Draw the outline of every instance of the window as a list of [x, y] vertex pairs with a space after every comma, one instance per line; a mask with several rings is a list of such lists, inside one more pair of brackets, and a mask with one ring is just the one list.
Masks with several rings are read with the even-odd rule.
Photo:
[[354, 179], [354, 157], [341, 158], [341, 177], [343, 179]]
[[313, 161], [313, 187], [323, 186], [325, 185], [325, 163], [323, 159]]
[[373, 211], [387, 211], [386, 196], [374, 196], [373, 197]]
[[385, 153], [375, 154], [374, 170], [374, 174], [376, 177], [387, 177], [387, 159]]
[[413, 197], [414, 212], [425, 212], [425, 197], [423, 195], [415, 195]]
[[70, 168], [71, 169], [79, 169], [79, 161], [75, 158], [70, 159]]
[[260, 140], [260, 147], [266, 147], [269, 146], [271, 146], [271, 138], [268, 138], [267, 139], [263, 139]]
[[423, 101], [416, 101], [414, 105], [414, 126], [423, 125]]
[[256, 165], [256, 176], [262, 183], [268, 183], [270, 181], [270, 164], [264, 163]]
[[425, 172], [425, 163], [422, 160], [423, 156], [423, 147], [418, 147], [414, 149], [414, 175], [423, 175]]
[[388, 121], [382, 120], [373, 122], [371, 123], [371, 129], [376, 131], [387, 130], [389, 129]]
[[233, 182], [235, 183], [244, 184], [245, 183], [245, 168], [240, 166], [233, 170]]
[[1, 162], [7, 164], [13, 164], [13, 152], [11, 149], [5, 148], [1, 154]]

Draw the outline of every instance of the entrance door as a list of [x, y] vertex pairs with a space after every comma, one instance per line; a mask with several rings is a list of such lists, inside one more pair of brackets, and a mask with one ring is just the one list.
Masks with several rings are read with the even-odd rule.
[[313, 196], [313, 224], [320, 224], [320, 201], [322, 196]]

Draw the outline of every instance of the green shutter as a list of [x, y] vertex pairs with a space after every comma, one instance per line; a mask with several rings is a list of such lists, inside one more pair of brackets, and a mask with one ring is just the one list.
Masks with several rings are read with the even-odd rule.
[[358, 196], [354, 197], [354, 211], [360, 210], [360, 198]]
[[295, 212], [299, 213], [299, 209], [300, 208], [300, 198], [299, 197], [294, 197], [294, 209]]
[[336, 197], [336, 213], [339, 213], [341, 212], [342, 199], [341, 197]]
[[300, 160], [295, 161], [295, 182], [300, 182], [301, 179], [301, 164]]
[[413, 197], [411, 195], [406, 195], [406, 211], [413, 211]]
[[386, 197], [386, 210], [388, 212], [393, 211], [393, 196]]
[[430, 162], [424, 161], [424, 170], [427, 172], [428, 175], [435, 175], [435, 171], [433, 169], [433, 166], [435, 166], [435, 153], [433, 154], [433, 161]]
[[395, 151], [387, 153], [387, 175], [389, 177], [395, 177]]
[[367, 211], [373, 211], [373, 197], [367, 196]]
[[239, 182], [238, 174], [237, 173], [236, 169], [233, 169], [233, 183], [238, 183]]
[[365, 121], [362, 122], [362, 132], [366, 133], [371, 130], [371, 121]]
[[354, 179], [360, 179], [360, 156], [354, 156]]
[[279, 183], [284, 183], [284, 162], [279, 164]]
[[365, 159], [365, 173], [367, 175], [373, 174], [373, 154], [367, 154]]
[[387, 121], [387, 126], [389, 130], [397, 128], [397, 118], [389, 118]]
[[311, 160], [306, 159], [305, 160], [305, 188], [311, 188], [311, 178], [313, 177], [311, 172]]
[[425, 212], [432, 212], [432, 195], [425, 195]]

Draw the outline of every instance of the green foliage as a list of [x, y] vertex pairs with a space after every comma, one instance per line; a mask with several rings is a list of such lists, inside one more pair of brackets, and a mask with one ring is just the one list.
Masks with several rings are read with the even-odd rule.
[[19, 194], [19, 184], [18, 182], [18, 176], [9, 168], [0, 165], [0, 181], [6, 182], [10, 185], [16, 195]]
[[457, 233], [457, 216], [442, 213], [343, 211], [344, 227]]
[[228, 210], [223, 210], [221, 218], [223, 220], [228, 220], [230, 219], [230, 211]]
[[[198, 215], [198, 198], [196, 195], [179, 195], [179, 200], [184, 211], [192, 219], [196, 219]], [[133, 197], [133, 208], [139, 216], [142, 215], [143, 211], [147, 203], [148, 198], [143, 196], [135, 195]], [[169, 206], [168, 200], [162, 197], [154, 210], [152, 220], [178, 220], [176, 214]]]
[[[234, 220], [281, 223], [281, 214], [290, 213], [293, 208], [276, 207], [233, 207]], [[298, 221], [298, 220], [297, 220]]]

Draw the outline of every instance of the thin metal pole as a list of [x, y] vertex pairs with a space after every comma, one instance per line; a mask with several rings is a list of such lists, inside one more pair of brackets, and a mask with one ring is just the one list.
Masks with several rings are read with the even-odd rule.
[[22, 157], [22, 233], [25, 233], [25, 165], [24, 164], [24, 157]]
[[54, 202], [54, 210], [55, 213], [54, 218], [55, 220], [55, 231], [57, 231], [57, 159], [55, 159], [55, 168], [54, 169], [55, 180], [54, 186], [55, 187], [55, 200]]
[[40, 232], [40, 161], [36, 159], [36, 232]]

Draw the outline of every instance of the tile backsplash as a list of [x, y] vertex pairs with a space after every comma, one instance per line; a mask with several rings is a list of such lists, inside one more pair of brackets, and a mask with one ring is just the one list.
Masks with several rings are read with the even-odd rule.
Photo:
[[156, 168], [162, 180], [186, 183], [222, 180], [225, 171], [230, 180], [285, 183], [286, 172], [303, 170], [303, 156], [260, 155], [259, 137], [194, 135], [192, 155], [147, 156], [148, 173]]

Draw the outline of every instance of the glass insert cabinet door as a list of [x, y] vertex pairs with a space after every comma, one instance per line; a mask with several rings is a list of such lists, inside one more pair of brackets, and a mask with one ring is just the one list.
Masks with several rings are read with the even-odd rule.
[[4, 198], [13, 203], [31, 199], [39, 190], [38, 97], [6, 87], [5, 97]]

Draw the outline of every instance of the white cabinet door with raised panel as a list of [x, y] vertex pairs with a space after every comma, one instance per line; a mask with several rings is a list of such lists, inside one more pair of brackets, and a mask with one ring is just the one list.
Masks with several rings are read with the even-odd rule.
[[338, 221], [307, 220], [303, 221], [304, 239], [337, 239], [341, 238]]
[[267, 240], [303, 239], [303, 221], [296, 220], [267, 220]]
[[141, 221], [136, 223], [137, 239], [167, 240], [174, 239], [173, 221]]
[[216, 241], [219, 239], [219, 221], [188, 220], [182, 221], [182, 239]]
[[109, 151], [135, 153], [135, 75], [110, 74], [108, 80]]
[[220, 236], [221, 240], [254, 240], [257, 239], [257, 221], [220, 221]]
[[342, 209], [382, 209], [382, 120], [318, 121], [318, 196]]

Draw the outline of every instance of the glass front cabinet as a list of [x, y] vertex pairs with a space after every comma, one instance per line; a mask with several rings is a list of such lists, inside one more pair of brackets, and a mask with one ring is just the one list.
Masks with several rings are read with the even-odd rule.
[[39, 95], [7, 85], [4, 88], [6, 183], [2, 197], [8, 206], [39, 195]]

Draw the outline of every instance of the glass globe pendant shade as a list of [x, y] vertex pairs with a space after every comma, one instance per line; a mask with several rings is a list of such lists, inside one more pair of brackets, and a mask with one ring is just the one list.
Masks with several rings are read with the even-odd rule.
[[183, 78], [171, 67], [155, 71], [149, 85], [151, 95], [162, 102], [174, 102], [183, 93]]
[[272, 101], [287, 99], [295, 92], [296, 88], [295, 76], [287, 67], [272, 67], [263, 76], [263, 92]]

━━━

● **TASK REQUIREMENTS**
Render the records as a numbered list, from the line containing "Draw the outline of every instance of the glass globe" through the end of the records, both included, with blank lines omitted.

● **TASK SOLUTION**
1. Draw the outline of every instance of the glass globe pendant shade as a list of [x, y] vertex pairs with a space after every comma, one instance per line; a mask with several rings is a list of such lists, inside one more pair of brackets, and a mask with one ring is just the one list.
2. Masks with several rings are read with the even-odd rule.
3. [[183, 78], [171, 67], [155, 71], [149, 85], [151, 95], [162, 102], [174, 102], [183, 93]]
4. [[272, 101], [287, 99], [295, 92], [296, 88], [295, 76], [287, 67], [272, 67], [263, 76], [263, 92]]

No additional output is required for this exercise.